# Tarea asignada 1:
Enumere lo que, según el pasaje sobre la resistencia no violenta, pueden ser en muchas ocasiones las estrategias de movilización ciudadana en lugar de DC.
# Tarea asignada 2:
Prosiga el pasaje sobre la resistencia no violenta a partir de su última oración.

Ahora bien, el hecho de recurrir a estrategias de
movilización ciudadana, vinculadas a la historia de la resistencia no violenta,
a acciones propias de la tradición de la DC (hay manuales muy conocidos que
reúnen varios cientos de acciones estratégicas), no constituye necesariamente
DC, sino que en muchas ocasiones es otra cosa: insurrección, rebeldía o incluso
revolución; eso sí, no violentas. Así sucede, a mi juicio, con la invocación de
la DC que hacen en Cataluña una parte de los movimientos secesionistas de
carácter inequívocamente pacífico: son manifestaciones de resistencia no
violenta, pero no DC.
El quid de la cuestión, creo, es que para hablar de DC no
basta que las actuaciones que la invocan tengan el rasgo de no violentas. Hace
falta algo más. El punto clave, creo, es si invocan o no un fundamento de
legitimidad comúnmente aceptado, porque el objetivo de la DC no es impugnar el
marco jurídico-político de convivencia, sino —muy al contrario— impugnar un
mandato porque se entiende que no es conforme con esas reglas de juego que
todos hemos aceptado. Reglas que, en democracias como la española, se llaman
Constitución.
¿Eso quiere decir que no es nunca legítimo impugnar la
Constitución? No, porque no cabe excluir la posibilidad de casos en los que el
bloqueo político y la violación de derechos sean tan graves que contaminen de
invalidez a la propia Constitución. Pero eso es rebeldía revolucionaria,
derecho de resistencia, como plantearon Gandhi o el segundo Mandela. Y en esos
casos no es correcto hablar de DC, pues ni Gandhi ni Mandela aspiraban a
mantener las reglas de juego impuestas por los británicos o los afrikáners,
sino a cambiarlas por completo.

# Sección de datos:
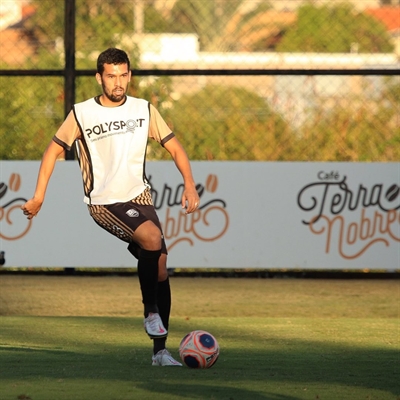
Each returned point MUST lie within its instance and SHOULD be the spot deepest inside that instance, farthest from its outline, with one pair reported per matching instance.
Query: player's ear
(98, 78)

# Respuesta redactada 1:
Insurrección, rebeldía o incluso revolución, siempre no violentas.

# Respuesta redactada 2:
Es posible e incluso legítimo (aún diría más, en algunos
casos, obligado) impugnar unilateralmente la propia regla de juego, la
Constitución: pero solo si se prueba que, en efecto, era antidemocrática
(impuesta unilateralmente, como en los supuestos coloniales) o bien que ha
devenido en la práctica en un orden ilegítimo, que mantiene graves violaciones
de derechos humanos. Pero, pese a los esfuerzos de la retórica secesionista, ni
la Constitución española de 1978 fue un ejercicio de dominio colonial sobre
Cataluña, ni asistimos hoy en Cataluña y en España a una violación tan grave y
generalizada de los derechos humanos que haya subvertido el orden
constitucional, aunque, desde luego, hayamos vivido un retroceso preocupante en
no pocas garantías de derechos en los últimos años, retroceso que debe ser
denunciado y corregido y sus responsables deben rendir cuentas. Quienes no aceptan
el marco constitucional ni pretenden reformarla (incluso a fondo, pero por las
vías constitucionales), sino que invocan unilateralmente otros criterios de
legitimidad, diferentes de aquellos por los cuales hemos aceptado
autoobligarnos la mayoría de los ciudadanos, a mi entender, no deben hablar de
DC. La unilateralidad rompe con la civilidad y, una de dos: o es un abuso, o se
pone abiertamente fuera de juego: es insurrección, rebeldía.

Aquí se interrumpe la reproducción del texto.